Passage provided>
(begin)
FIG. 3 is described below in the context of computing device 110 of
system 100 of FIG. 1. For example, assistant module 122A while
executing at one or more processors of computing device 110 may
perform operations 302-314, in accordance with one or more aspects
of the present disclosure. And in some examples, assistant module
122B while executing at one or more processors of digital assistant
server 160 may perform operations 302-314, in accordance with one
or more aspects of the present disclosure.
[0092] In operation, computing device 110 may receive image data
such as from camera 114 or other image sensor (302). For example,
after receiving explicit permission from a user to make use of
personal information, including image data, a user of computing
device 110 may point camera 114 of computing device 110 towards a
movie poster on a wall and provide user input to UID 112 that
causes camera 114 to take a picture of the movie poster.
[0093] In accordance with one or more techniques of this
disclosure, assistant module 122A may select a recommended agent
module 128 to perform one or more actions associated with image
data (304). For instance, assistant module 122A may determine
whether a 1P agent (i.e., a 1P agent provided by assistant module
122A), a 3P agent (i.e., a 3P agent provided by one of 3P agent
modules 128), or some combination of 1P agents and 3P agents may
perform an action or assist the user in performing a task related
to the image data of the movie poster.
(end)
Rows>
(begin)
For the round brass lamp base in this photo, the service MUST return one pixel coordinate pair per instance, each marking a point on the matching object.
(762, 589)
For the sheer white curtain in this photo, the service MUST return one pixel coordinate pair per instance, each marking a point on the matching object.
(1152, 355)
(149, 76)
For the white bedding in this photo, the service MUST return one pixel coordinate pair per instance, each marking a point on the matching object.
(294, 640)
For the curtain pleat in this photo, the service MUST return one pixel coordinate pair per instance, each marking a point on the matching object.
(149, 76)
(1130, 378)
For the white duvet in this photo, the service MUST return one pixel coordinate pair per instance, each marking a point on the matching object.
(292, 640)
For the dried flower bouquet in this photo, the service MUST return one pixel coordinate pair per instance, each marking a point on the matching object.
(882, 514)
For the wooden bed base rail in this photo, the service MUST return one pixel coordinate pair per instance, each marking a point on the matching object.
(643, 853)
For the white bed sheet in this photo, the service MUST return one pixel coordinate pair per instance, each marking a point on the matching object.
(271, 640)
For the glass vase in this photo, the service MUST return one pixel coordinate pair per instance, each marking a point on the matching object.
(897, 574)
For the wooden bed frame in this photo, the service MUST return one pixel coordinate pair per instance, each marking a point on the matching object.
(end)
(begin)
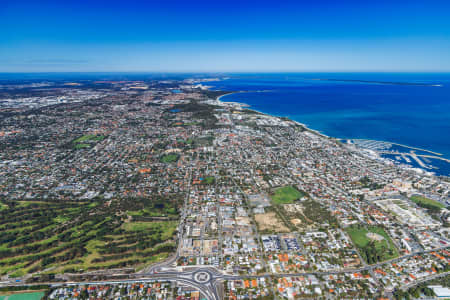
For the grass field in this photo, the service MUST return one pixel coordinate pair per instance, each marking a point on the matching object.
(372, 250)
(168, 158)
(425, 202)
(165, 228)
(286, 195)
(end)
What you need to do>
1 > According to the passage, what does the user point camera 114 toward before taking a picture?
2 > Write the next part of the passage on the assistant module, starting after its final sentence.
The rows have no connection to the passage.

Expected responses>
1 > A movie poster on a wall.

2 >
[0094] Assistant module 122A may base the agent selection on an
analysis of the image data. As one example, assistant module 122A
may perform visual recognition techniques on the image data to
determine all the possible entities, objects and concepts that
could be associated with the image data. For example, assistant
module 122A may output the image data via network 130 to search
server system 180 with a request for search module 182 to perform
visual recognition techniques on the image data to by performing an
image based search of the image data. In response to the request,
assistant module 122A may receive, via network 130, a list of
intents returned from the image based search performed by search
module 182. The list of intents returned from the image based
search of the image of the wine bottle may return an intent related
to "the name of the movie" or "movie" or "movie posters" in
general.
[0095] Assistant module 122A may determine, based on entries in
agent index 124A, whether any agents (e.g., 1P or 3P agents) have
registered with the intent(s) inferred from the image data. For
example, assistant module 122A may input the movie intent into
agent index 124A and receive as output a list of one or more agent
modules 128 that have registered with movie intents and therefore
may be used to perform actions associated with movies.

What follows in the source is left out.